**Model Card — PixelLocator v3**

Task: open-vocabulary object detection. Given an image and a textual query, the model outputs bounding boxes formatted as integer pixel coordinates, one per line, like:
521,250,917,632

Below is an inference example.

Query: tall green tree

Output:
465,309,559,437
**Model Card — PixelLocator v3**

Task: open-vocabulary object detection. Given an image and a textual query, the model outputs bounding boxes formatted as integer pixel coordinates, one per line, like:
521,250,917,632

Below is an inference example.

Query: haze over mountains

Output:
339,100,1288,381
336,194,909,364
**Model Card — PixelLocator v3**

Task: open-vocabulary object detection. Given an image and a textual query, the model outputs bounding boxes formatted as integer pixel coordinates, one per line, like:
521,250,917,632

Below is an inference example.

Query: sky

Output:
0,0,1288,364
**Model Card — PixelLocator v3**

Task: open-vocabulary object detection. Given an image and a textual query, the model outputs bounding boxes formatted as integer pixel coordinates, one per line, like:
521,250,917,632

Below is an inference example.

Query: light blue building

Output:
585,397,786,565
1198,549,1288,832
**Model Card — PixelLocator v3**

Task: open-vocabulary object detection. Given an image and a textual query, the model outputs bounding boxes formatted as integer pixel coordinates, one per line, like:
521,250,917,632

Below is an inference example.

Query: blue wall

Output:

WORK REQUIRED:
Reproduce the records above, switching every "inference example" to "sample run" and changing nothing else.

ANSWER:
**Model Card — PixelLocator v3**

Task: open-vocabulary object detection. Given an image and a textual query, the model outputs bounding boxes formatted as integer pixel coordinates, one per line, like:
521,250,917,632

Below is an sample run.

Query: tall green tree

Output:
465,309,559,437
**Model Card — PixelLocator v3**

Task: open-vocabulary object detection. Given an image and a textual query, the model outputs bounding boxes formatted as integer pixel coordinates, one per line, like:
521,250,917,632

Below is an sample run.

Query: haze over mountains

Output:
339,100,1288,381
336,194,909,364
**Model Card — PixelLocator v3**

Task: open-vocabulary object detection. Given an image and a textual query, the model outputs bounding boxes formatted as integer pixel coordinates, one per line, like:
521,250,917,632

Below is an sample run.

Query: sky

Output:
0,0,1288,364
**Model Card — PixelLocator v3**

Task: open-vocabulary object detection. Given an image and a textual query, the model outputs bounding boxes formatted as integer pixel coordinates, one per line, like:
521,250,917,632

Below is an sample run.

Query: light blue building

Output:
585,397,786,565
1198,549,1288,832
**Model Card — PixelLocator v3**

Task: open-vocabulary object detection. Given an image and a textual query, the model outputs bounding boxes formatted as integer pixel coordinates, one per line, like:
521,250,917,632

Below is an sample run.

Query: blue wall

Output:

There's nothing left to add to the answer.